References to “one embodiment”, “an embodiment”, “at least one embodiment”, “one example”, “an example”, “for example” and so on, indicate that the embodiment(s) or example(s) so described may include a particular feature, structure, characteristic, property, element, or limitation, but that not every embodiment or example necessarily includes that particular feature, structure, characteristic, property, element or limitation. Furthermore, repeated use of the phrase “in an embodiment” does not necessarily refer to the same embodiment.


Definitions

The following terms shall have, for the purposes of this application, the respective meanings set forth below.


An “audio signal” may refer to a representation of a sound. In an embodiment, the audio signal may refer to a speech signal of one or more users. In an embodiment, the audio signal may correspond to a speech conversation between the one or more users. In another embodiment, the audio signal may refer to a musical composition. In an embodiment, the audio signal may be recorded and played through an audio player such as windows media player, music player, etc., on a computing device. In an embodiment, the audio signal may be downloaded from a database server to the computing device. In an alternate embodiment, the audio signal may be stored on a storage device, such as Hard Disk Drive, CD Drive, Pen Drive, etc., connected to (or inbuilt within) the computing device.


“One or more audio segments” may refer to one or more samples of an audio signal such that each of the one or more samples comprises an uninterrupted audio of a user. In an embodiment, the audio signal may be segmented into the one or more audio segments by utilizing one or more segmentation techniques known in the art. In an embodiment, the one or more audio segments of an audio signal (e.g., a speech conversation between two users) may correspond to an audio segment comprising a continuous speech of the first user without being interrupted by a second user or an audio segment comprising a continuous speech of the second user without being interrupted by the first user. For example, Table 1 illustrates “5 minutes” long speech conversation between two users, i.e., user 1 and user 2.









TABLE 1







Illustration of the speech conversation and timestamps


corresponding to the speech duration of the user


1 and the user 2 in the speech conversation











Timestamp of the speech



User
conversation (MM:SS)

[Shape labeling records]

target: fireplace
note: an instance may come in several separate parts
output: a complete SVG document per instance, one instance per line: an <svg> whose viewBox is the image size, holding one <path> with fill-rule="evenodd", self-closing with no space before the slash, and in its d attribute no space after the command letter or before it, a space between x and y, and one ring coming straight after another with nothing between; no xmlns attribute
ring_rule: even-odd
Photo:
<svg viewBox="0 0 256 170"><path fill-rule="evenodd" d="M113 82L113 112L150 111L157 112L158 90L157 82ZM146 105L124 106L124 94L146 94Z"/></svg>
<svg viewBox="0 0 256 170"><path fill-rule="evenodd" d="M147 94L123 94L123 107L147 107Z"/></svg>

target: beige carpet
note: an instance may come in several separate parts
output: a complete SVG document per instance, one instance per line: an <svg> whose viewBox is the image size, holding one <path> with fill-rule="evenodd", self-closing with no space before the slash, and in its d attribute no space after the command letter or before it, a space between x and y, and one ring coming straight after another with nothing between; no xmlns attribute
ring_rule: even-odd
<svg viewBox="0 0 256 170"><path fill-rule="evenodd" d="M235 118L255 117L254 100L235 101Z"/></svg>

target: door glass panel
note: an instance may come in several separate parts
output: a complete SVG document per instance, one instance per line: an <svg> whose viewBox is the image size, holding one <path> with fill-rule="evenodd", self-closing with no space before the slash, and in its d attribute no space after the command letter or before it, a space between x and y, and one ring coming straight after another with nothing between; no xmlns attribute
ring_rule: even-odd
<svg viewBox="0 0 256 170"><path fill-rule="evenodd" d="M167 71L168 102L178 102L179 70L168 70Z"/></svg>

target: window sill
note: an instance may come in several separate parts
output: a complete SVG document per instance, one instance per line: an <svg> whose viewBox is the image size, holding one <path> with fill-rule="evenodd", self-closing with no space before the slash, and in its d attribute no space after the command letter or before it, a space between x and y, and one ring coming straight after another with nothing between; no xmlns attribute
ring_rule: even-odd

> _Stated problem_: Using the passage above the records, explain in one to three sentences what the references to "one embodiment," "an example," and similar phrases indicate about a particular feature.

> _Written answer_: They indicate that the embodiment or example described may include a particular feature, structure, characteristic, property, element, or limitation. Not every embodiment or example necessarily includes it. Also, repeated use of "in an embodiment" does not necessarily refer to the same embodiment.